— START OF Text extract —
I have already enumerated all the elementary particles of the Standard Model. It's somewhat contrived but one can master this game of Mother Nature. If you become certain what are the charges (and/or the representations) of the leptons and quarks, you may write the most general renormalizable Lagrangian for these fields. It's called the Standard Model. Once you fine-tune its 19-30 parameters or so (depending on whether you include the small and usually undetectable but nonzero neutrino masses), you may describe all non-gravitational phenomena that have ever been observed, with the only uncertain exception of some newest observations of the dark matter (and other possibly imminent observations of new physics at the LHC).

Unifying the multiplets

The Standard Model is based on the group SU(3) x SU(2) x U(1). Each of the three factors has a separate coupling constant - there are two additional friends of the "fine-structure constant". There is no simple yet universal way how the couplings of three different factors in a group could be linked to each other. So the number of parameters is higher than it would be for a single factor.

Can't we have a simpler group - namely, a "simple group" in the technical sense (one factor) - that would also describe all the phenomena? There is no immediate obstacle. And indeed, things work very well even after you spend many hours with the checks. In January 1974 when your humble correspondent was 1 month old and Howard Georgi was a Harvard Junior Fellow, Howard Georgi and Sheldon Glashow wrote a neat and very important paper,
Unity of all elementary-particle forces.
You may actually memorize the abstract which simply says:
Strong, electromagnetic, and weak forces are conjectured to arise from a single fundamental interaction based on the gauge group SU(5).
— END OF Text extract —
— START OF Provided material —
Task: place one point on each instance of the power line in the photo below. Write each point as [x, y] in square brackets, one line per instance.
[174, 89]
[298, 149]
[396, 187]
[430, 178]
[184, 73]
— END OF Provided material —
Task statement ▸ How does this sentence from the particle physics text read in Spanish: "The Standard Model is based on the group SU(3) x SU(2) x U(1)."?

Reply to the task ▸ El Modelo Estándar se basa en el grupo SU(3) x SU(2) x U(1).